--- YOUR OBJECTIVE ---
Quote the material word for word, from the line containing "Task: pin the man standing" through the end of the material, both ends included.

***

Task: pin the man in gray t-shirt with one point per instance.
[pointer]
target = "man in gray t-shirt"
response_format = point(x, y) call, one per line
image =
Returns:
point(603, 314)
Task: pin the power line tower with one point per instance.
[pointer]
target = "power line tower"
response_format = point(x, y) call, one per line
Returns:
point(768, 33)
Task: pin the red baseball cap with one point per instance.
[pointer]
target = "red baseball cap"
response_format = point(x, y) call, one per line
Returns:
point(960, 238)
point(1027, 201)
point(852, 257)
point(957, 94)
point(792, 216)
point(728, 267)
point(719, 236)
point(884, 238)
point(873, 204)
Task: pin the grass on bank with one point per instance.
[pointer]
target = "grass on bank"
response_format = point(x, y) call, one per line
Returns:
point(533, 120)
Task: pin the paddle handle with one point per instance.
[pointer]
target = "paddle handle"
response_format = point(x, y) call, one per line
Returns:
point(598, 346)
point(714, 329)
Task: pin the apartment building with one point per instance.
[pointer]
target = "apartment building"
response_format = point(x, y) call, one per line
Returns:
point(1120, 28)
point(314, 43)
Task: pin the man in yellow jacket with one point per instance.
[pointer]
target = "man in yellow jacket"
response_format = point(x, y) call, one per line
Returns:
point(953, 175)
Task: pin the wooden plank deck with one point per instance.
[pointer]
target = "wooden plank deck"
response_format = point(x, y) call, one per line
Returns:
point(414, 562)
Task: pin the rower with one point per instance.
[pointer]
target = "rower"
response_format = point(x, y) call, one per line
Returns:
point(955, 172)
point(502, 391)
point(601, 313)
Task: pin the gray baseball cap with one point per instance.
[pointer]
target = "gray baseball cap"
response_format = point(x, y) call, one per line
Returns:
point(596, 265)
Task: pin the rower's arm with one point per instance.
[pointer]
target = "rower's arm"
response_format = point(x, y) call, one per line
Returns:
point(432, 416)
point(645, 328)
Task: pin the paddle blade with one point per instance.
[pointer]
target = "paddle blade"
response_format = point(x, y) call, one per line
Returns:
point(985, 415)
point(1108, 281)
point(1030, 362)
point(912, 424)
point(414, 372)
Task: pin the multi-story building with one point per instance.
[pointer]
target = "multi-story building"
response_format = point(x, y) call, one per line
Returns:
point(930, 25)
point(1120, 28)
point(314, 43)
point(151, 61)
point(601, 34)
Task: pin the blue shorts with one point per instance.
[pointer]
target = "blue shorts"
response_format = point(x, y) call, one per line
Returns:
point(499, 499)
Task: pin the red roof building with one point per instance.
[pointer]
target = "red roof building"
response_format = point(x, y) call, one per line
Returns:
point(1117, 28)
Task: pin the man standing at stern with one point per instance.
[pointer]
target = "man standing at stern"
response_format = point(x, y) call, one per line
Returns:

***

--- RESULT OF THIS TASK ---
Task: pin the man standing at stern with one point per instance.
[pointer]
target = "man standing at stern"
response_format = point(x, y) call, one per line
Returns:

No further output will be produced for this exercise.